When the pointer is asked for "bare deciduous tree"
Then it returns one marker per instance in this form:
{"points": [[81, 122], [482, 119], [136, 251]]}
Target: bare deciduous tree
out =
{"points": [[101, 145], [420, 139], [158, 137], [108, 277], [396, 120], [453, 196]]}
--------
Could you set down every line above exactly as written?

When the pointer is asked for "bare deciduous tree"
Then it returns one marker per instance in this form:
{"points": [[81, 122], [482, 119], [136, 251]]}
Target: bare deciduous tree
out =
{"points": [[101, 145], [420, 139], [158, 137], [108, 277], [396, 120], [453, 196]]}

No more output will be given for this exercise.